--- Supplied records ---

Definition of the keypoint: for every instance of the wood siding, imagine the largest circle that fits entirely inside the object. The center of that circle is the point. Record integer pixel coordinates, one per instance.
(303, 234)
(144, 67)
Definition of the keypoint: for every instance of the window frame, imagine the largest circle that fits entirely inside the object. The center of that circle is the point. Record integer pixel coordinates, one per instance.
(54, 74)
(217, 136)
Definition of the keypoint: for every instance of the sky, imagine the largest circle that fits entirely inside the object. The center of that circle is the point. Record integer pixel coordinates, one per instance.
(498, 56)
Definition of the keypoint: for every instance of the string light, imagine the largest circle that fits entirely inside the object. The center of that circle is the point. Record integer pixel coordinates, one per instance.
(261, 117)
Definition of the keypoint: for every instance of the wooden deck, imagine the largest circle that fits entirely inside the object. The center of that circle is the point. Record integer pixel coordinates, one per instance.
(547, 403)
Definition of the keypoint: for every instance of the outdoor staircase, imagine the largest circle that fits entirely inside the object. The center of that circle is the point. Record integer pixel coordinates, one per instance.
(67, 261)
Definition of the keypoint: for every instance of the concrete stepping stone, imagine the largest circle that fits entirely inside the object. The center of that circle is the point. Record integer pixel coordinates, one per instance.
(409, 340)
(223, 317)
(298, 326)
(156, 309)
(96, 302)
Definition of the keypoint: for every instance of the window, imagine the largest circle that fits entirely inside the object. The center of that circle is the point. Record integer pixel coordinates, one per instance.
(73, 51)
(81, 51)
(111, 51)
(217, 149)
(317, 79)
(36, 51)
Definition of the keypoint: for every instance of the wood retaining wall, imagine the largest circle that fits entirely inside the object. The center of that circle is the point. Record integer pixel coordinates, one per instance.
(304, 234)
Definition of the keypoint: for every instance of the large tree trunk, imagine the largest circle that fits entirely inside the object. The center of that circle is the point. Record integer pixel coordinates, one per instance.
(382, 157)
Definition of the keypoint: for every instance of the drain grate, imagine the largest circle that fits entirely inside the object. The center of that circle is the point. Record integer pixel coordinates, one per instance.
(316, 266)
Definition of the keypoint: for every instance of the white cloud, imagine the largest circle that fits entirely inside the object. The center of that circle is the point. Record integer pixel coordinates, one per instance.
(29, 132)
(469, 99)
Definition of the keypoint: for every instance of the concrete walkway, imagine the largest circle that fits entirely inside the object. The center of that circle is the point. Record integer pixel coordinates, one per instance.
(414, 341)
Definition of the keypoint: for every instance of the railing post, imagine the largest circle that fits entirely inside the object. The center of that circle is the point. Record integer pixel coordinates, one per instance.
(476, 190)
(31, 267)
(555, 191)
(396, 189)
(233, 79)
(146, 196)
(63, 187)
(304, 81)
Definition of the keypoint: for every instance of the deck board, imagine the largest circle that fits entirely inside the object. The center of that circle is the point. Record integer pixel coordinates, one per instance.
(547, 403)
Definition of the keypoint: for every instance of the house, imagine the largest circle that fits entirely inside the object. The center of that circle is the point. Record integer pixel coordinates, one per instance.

--- Problem requirements ---
The result should be the lines from the line with "Definition of the keypoint: for every instance of the white" to the last line of the material, returned exactly and without any other line.

--- Answer section ---
Definition of the keypoint: for every instance of the white cloud, imagine the largest circle that fits entirely inside the object. The center of that circle is the point. Record integer pixel coordinates, one per instance.
(29, 132)
(469, 99)
Definition of the keypoint: for every instance of the concrete walkway, imagine the largest circle that fits entirely inside the object. The center of that circle is the point. Record integer pixel coordinates, one per instance.
(414, 341)
Definition of the keypoint: for every instance of the railing post, imagine the largest circle that fits entirely inside the object. The center of that circle is the point. Record integer pixel coordinates, one per instance.
(476, 190)
(31, 267)
(555, 191)
(396, 189)
(233, 79)
(146, 196)
(63, 187)
(304, 81)
Definition of the keypoint: for every instance of the deck board, imagine the largest circle that fits entirely inside the object. The center of that circle is the point. Record integer pixel coordinates, one per instance.
(547, 403)
Definition of the keypoint: for every instance of the house, imagine the largest circle that fits entirely inside the object. The center of that circle is the point. Record integer pixel coordinates, one per instance.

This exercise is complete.